**EXERCISE OBJECTIVE:**
Where does the word "brown" appear in the data? Copy every line that holds it.

RECORDS SHOWN Start Marker

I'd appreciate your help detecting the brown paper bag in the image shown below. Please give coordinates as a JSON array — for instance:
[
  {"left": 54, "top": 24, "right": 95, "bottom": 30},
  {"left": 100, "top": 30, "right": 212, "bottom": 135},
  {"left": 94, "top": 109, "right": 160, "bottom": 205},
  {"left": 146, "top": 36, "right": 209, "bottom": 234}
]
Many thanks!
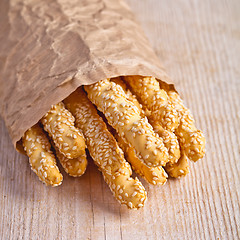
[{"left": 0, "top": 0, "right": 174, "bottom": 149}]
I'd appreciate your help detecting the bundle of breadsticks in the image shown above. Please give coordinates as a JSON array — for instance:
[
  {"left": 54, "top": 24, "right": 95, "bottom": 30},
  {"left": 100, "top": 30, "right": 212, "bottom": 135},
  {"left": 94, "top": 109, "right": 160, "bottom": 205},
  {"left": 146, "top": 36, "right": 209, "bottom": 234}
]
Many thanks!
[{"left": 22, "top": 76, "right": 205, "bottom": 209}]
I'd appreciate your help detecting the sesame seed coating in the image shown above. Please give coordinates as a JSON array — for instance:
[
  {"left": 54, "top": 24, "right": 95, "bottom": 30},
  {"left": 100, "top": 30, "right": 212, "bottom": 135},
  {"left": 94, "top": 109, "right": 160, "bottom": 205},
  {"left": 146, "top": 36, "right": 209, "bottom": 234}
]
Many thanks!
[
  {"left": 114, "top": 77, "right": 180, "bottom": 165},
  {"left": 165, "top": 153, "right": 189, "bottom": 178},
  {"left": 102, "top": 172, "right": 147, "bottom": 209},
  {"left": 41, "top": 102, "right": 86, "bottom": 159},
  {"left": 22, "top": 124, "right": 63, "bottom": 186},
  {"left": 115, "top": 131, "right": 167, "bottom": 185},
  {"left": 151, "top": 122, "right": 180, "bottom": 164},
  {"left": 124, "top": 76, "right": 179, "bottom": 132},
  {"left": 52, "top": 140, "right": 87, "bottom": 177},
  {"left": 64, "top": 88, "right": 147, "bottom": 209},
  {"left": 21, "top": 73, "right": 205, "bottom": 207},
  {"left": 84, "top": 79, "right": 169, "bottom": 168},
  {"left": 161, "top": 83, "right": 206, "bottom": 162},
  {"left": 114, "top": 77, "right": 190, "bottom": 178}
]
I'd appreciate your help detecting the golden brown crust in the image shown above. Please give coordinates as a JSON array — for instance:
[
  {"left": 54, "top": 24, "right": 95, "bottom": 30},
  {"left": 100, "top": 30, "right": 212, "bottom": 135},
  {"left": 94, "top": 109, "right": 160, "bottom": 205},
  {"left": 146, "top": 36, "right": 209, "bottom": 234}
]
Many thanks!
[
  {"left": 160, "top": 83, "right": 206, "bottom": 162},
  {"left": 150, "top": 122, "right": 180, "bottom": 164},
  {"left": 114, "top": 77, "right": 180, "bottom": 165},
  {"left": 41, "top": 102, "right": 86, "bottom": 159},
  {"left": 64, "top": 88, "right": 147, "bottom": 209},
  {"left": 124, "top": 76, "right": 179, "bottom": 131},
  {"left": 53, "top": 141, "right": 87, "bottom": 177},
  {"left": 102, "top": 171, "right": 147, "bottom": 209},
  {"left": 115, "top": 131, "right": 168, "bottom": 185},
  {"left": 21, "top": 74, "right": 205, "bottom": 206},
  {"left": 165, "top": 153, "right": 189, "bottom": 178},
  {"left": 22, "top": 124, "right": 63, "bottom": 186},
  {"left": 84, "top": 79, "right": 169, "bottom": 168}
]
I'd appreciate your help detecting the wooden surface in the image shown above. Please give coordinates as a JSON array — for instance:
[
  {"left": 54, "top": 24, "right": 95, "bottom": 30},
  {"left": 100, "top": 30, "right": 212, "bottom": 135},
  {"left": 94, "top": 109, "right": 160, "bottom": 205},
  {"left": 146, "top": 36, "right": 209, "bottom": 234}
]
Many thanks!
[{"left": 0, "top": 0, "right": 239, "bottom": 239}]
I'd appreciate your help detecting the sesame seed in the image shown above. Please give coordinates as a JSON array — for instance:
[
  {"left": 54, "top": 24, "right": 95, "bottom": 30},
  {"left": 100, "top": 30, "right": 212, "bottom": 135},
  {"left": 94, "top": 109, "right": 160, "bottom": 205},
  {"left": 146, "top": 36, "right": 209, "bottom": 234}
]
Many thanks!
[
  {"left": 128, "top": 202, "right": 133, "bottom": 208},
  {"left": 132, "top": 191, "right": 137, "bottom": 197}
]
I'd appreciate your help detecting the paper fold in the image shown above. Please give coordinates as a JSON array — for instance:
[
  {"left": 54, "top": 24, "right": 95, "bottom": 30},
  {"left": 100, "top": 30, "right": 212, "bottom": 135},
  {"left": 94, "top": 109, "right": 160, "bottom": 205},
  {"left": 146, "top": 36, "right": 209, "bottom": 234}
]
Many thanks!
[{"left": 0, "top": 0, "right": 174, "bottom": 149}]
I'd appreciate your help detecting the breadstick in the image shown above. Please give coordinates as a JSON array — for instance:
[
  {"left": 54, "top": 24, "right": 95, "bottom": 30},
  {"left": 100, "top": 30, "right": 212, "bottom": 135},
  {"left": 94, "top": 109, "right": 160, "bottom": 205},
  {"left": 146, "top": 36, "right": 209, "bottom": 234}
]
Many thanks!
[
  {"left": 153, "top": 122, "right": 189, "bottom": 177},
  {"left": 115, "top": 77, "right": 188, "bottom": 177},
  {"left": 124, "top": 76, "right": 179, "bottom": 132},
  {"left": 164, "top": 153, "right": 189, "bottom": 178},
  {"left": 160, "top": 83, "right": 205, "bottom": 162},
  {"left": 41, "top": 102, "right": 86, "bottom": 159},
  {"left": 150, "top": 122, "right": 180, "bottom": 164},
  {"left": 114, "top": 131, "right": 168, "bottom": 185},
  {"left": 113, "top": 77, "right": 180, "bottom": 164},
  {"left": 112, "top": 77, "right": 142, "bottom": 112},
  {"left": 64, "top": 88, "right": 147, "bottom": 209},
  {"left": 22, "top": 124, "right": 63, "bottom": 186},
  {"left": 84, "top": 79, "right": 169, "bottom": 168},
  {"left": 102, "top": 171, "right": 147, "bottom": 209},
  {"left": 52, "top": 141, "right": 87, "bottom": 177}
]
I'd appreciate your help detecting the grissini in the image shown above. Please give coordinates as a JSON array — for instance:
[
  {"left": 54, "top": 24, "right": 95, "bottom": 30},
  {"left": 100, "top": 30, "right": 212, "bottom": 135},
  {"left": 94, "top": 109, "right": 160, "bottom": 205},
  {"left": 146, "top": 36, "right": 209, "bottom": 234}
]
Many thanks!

RECORDS SHOWN End Marker

**EXERCISE SOLUTION:**
I'd appreciate your help detecting the brown paper bag in the image shown below. Please give coordinates as a JSON array — for instance:
I'd appreciate your help detecting the golden brown crust in the image shown above. Please give coordinates as a JSON array — for instance:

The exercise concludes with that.